Dataset rows
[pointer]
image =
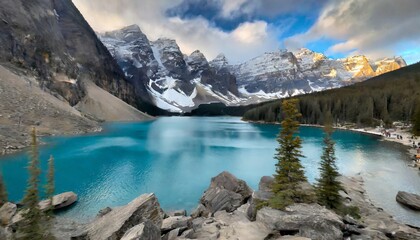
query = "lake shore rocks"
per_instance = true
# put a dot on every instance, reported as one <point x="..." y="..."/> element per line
<point x="7" y="211"/>
<point x="409" y="200"/>
<point x="228" y="218"/>
<point x="116" y="223"/>
<point x="226" y="192"/>
<point x="60" y="201"/>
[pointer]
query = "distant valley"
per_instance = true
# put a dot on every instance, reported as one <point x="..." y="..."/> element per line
<point x="173" y="81"/>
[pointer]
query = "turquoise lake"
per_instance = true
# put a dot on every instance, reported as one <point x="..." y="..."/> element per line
<point x="175" y="157"/>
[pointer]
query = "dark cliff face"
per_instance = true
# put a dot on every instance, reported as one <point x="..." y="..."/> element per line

Exercise requirements -
Output every item above line for line without changes, leaving the pictures out.

Full output -
[pointer]
image =
query = "lake shore rocks"
per_instance = true
# put a dot on every instance, reported as one <point x="..." y="..."/> element per line
<point x="7" y="211"/>
<point x="409" y="200"/>
<point x="228" y="218"/>
<point x="116" y="223"/>
<point x="226" y="192"/>
<point x="60" y="201"/>
[pointer]
query = "distant valley"
per_instance = true
# put a dot on every instance, reported as one <point x="..." y="..."/> element per line
<point x="173" y="81"/>
[pointer]
query = "turquoise lake"
per_instance = true
# put a dot on every instance, reported as one <point x="..." y="..."/> element per line
<point x="175" y="157"/>
[pointer]
query = "dark cliff face"
per_instance = true
# put a dot on every instance, reported as one <point x="..." y="..."/> element per line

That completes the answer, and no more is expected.